Отрывок из текста:
▼

Ключевский пишет о «старинном праве управляемых жаловаться высшему начальству на незаконные действия подчиненных управителей» — «по окончании кормления обыватели, потерпевшие от произвола управителей, могли обычным гражданским порядком жаловаться на действия кормленщика» и «обвиняемый правитель… являлся простым гражданским ответчиком, обязанным вознаградить своих бывших подвластных за причиненные им обиды… при этом кормленщик платил и судебные пени и протори… Истцы могли даже вызвать своего бывшего управителя на поединок… Это было приличие охраняемое скандалом…судебная драка бывшего губернатора или его заместителя с наемным бойцом, выставленным людьми, которыми он недавно правил от имени верховной власти».
Бюрократической солидарности в Москве, видимо, не существовало. И сидевшим «на кормлении» воеводам лучше уж было «уметь ладить» с населением: иначе суды, пени, штрафы, а не то и дуэль: способ сейчас несколько устарелый, но в те времена общепринятый…
Л. Тихомиров так суммирует административное устройство земской Руси:
«Воевода, как представитель царя, должен был смотреть решительно за всем: чтобы государство было цело, чтобы везде были сторожа, беречь накрепко. чтобы в городе и уезде не было разбоя, воровства и т. д… Воевода ведал вообще всеми отраслями ведения самого государя, но власть его не безусловна и он ее практиковал совместно с представителями общественного самоуправления. Вторым лицом после воеводы является губной староста, ведавший дела уголовные.
Затем следует земский староста — власть, выбранная городским и уездным населением. При нем состояли, выборные от уездных крестьян, советники. Они составляли земскую избу. Дело земского старосты и советных его людей состояло в раскладке податей, в выборе окладчиков и целовальников. В дело распределения оклада воевода не мог вмешиваться точно так же, как и в выборы, не мог сменять выборных лиц и вообще не имел права «вступаться» в мирские дела.
Приходы выбирали также священников и церковных дьячков, имевших значение сельских писарей. По грамотам Грозного, монастырские крестьяне избирали у себя приказчиков, старост, целовальников, сотских, пятидесятских, десятников... Всякие правители, назначаемые в города и волости, не могли судить дел без общественных представителей... Наконец, по всем вообще делам народ имел самое широкое право обращения к Государю".
На ту же тему Ключевский пишет:
"Оба источника правительственных полномочий – общественный выбор и правительственный призыв на должности – тогда не противополагались друг другу как враждебные начала, а служили вспомогательными средствами друг для друга. Когда правительство не знало, кого назначить на известное дело – оно требовало выбора; когда у общества не было, кого выбирать, оно просило о назначении".

▲

Что нужно сделать:
1. Ответьте на вопросы по отрывку о земском управлении:
(а) Кто, по словам Тихомирова, был вторым лицом после воеводы и какие дела он ведал?
(б) Какое значение имели церковные дьячки, которых выбирали приходы?
(в) Что, по Ключевскому, делало правительство, когда не знало, кого назначить на известное дело?
2. Повторите дословно часть отрывка о земском управлении: начните со слов, где есть «Бюрократической солидарности в», и остановитесь после слов «ведавший дела уголовные.».

Показанные записи:
▼

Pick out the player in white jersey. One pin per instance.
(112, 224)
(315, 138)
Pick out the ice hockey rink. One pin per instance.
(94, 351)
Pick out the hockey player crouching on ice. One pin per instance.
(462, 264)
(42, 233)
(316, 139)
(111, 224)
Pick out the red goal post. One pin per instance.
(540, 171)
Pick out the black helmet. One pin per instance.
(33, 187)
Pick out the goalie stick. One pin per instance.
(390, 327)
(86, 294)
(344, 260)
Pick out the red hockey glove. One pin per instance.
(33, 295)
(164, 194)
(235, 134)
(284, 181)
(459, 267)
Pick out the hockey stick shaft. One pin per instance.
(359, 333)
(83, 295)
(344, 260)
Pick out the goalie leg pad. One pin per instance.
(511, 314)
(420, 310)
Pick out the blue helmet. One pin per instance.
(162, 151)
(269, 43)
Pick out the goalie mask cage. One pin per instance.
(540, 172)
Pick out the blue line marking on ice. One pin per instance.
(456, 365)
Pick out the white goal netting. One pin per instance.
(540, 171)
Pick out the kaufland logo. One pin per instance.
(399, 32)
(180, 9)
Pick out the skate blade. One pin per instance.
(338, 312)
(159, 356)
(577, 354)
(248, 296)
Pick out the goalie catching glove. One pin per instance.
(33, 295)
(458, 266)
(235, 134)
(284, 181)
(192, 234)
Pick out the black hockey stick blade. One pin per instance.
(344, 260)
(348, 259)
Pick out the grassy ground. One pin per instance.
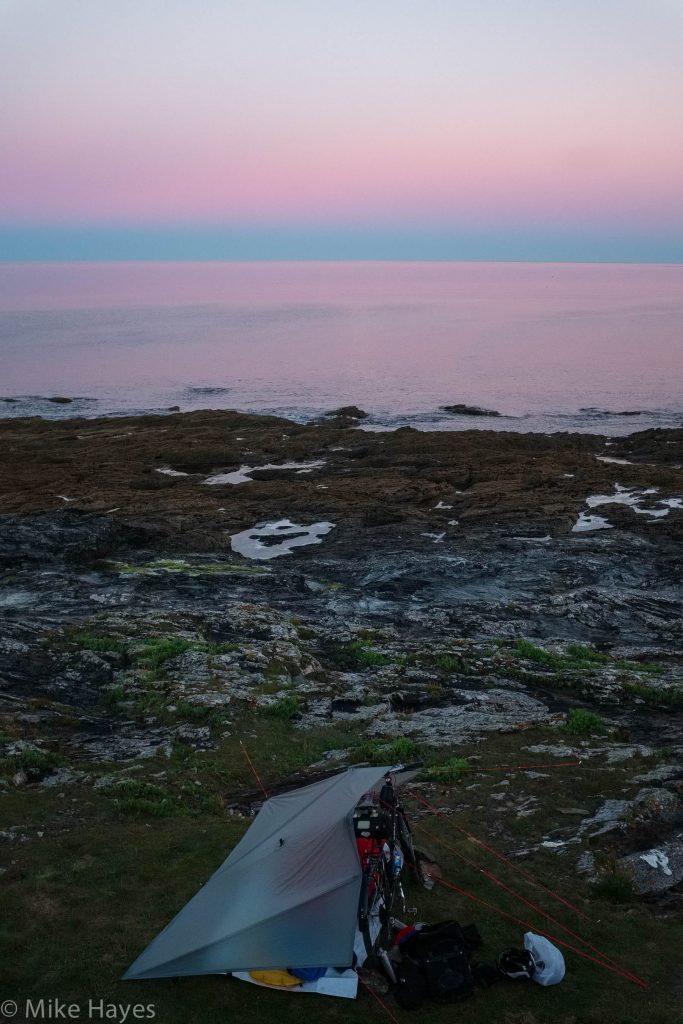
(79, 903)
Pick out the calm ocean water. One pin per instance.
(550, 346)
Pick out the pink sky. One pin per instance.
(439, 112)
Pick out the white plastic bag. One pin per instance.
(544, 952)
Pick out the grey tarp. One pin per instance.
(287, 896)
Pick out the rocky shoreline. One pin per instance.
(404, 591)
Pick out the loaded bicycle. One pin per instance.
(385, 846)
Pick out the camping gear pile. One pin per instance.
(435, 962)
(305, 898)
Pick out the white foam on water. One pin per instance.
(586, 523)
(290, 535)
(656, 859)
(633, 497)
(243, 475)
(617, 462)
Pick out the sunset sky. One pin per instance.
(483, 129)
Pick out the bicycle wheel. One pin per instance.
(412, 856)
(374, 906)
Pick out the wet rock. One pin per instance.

▲
▼

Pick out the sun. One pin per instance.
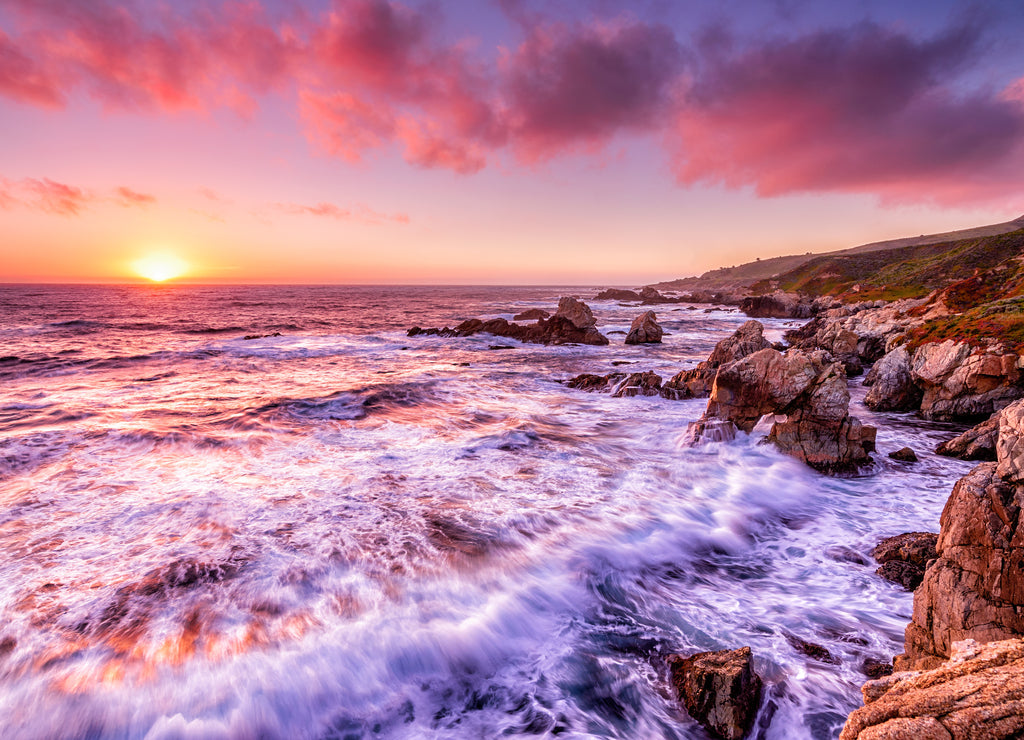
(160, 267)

▲

Ответы по порядку:
1.
(а) Губной староста, ведавший дела уголовные.
(б) Значение сельских писарей.
(в) Требовало выбора.

2.
Бюрократической солидарности в Москве, видимо, не существовало. И сидевшим «на кормлении» воеводам лучше уж было «уметь ладить» с населением: иначе суды, пени, штрафы, а не то и дуэль: способ сейчас несколько устарелый, но в те времена общепринятый…
Л. Тихомиров так суммирует административное устройство земской Руси:
«Воевода, как представитель царя, должен был смотреть решительно за всем: чтобы государство было цело, чтобы везде были сторожа, беречь накрепко. чтобы в городе и уезде не было разбоя, воровства и т. д… Воевода ведал вообще всеми отраслями ведения самого государя, но власть его не безусловна и он ее практиковал совместно с представителями общественного самоуправления. Вторым лицом после воеводы является губной староста, ведавший дела уголовные.